* TASK DESCRIPTION
Each record must be reproduced exactly as it is shown.

* RECORDS SUPPLIED
____________________

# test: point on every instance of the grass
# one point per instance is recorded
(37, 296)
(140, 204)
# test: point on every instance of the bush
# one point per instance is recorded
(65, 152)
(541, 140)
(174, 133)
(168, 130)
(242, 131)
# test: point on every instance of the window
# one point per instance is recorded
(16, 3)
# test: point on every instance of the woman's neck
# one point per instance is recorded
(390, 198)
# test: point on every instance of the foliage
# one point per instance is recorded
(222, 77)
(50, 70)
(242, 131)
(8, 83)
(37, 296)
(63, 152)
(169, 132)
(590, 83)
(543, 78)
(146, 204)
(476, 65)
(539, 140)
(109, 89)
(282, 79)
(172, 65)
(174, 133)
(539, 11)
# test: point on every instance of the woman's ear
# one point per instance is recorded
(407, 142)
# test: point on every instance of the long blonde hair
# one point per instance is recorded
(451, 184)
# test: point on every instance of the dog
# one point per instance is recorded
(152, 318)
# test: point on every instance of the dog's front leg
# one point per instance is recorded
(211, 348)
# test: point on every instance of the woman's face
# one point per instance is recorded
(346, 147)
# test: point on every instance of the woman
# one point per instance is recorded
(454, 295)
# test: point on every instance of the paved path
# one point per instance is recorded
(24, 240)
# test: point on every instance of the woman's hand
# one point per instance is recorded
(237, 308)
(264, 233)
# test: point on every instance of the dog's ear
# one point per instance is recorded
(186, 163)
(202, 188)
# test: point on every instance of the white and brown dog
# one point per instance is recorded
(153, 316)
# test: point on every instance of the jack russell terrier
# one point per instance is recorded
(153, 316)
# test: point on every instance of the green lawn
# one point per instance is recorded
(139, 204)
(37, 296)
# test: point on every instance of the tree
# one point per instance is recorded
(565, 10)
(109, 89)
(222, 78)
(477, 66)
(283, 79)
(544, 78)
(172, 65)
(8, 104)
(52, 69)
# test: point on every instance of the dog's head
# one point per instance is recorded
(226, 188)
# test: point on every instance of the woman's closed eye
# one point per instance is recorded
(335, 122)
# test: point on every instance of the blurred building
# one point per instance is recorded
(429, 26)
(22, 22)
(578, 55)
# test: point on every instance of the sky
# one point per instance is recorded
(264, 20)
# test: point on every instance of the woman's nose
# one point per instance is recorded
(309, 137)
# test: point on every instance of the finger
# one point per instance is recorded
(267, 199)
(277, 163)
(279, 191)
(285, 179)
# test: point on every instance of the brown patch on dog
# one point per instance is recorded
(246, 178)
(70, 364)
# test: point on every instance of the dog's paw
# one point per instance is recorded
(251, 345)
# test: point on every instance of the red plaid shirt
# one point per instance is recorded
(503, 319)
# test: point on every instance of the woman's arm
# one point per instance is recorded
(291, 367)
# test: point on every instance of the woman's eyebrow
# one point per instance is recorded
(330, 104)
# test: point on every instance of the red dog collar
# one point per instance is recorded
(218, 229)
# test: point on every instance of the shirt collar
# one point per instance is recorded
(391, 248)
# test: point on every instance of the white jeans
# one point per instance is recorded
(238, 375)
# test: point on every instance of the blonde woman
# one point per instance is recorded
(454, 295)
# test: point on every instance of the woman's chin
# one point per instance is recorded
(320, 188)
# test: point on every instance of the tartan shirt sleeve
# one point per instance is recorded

____________________

* OUTPUT OF THE TASK
# test: point on every instance of the grass
# one point per instance is recorded
(37, 296)
(140, 204)
# test: point on every instance of the bush
# one point per instance is recorded
(65, 152)
(541, 140)
(174, 133)
(168, 130)
(242, 131)
# test: point on every instance of the window
# one point per instance is recorded
(16, 3)
# test: point on every instance of the woman's neck
# one point per instance is recorded
(390, 198)
# test: point on every instance of the foliage
# one point per instance is recorded
(222, 77)
(50, 70)
(242, 131)
(8, 83)
(37, 296)
(63, 152)
(169, 132)
(590, 83)
(543, 78)
(146, 204)
(476, 65)
(539, 140)
(109, 89)
(282, 79)
(172, 65)
(174, 133)
(539, 11)
# test: point on every instance of the woman's ear
# one point per instance is recorded
(407, 142)
# test: point on every instance of the long blonde hair
# one point per instance is recorded
(451, 184)
# test: point on every instance of the dog
# one point per instance is recorded
(152, 318)
# test: point on every instance of the dog's front leg
# one point per instance is recorded
(211, 348)
# test: point on every instance of the woman's face
# one point per instance is recorded
(346, 147)
# test: point on every instance of the woman
# one point per instance is recorded
(454, 295)
# test: point on every instance of the paved path
# one point per instance is recorded
(24, 240)
# test: point on every instance of the woman's hand
# one point per instance is recorded
(237, 308)
(264, 233)
# test: point on every instance of the dog's ear
# one point per instance is recorded
(186, 163)
(202, 188)
# test: point on every instance of the white and brown dog
# one point per instance is recorded
(153, 316)
# test: point on every instance of the jack russell terrier
# one point per instance is recorded
(153, 316)
# test: point on every instance of the green lawn
# one point per instance is recorded
(139, 204)
(37, 296)
# test: point on every instance of the tree
# one point per instance is recorded
(565, 10)
(109, 89)
(222, 78)
(477, 66)
(283, 79)
(544, 78)
(172, 65)
(8, 104)
(52, 69)
# test: point on every instance of the dog's head
# one point per instance is recorded
(226, 188)
# test: point on every instance of the woman's closed eye
# one point per instance is recorded
(335, 122)
# test: point on every instance of the blurred building
# one point per instance is recorded
(429, 26)
(22, 22)
(578, 55)
# test: point on every instance of the sky
# one point per instance is recorded
(264, 20)
# test: point on every instance of the woman's nose
# one point per instance is recorded
(309, 137)
# test: point on every instance of the finger
# one point per instance is recorded
(267, 199)
(277, 163)
(279, 191)
(285, 179)
# test: point on every instance of the brown patch on dog
# one point per instance is recorded
(246, 178)
(70, 364)
# test: point on every instance of the dog's paw
# one point per instance is recorded
(251, 345)
# test: point on every instance of the red plaid shirt
# one point per instance is recorded
(503, 319)
# test: point on every instance of the woman's arm
# one point per instance is recorded
(291, 367)
# test: point on every instance of the woman's eyebrow
# one point per instance is recorded
(330, 104)
# test: point on every instance of the red dog collar
# one point per instance is recorded
(218, 229)
# test: point on every instance of the shirt collar
# one point per instance is recorded
(391, 248)
# test: point on every instance of the white jeans
# one point per instance is recorded
(238, 375)
# test: point on every instance of the blonde woman
# one point per instance is recorded
(454, 295)
# test: point on every instance of the woman's chin
# one point per instance is recorded
(320, 188)
# test: point on every instance of the tartan shirt sleeve
# one point per instance is recorded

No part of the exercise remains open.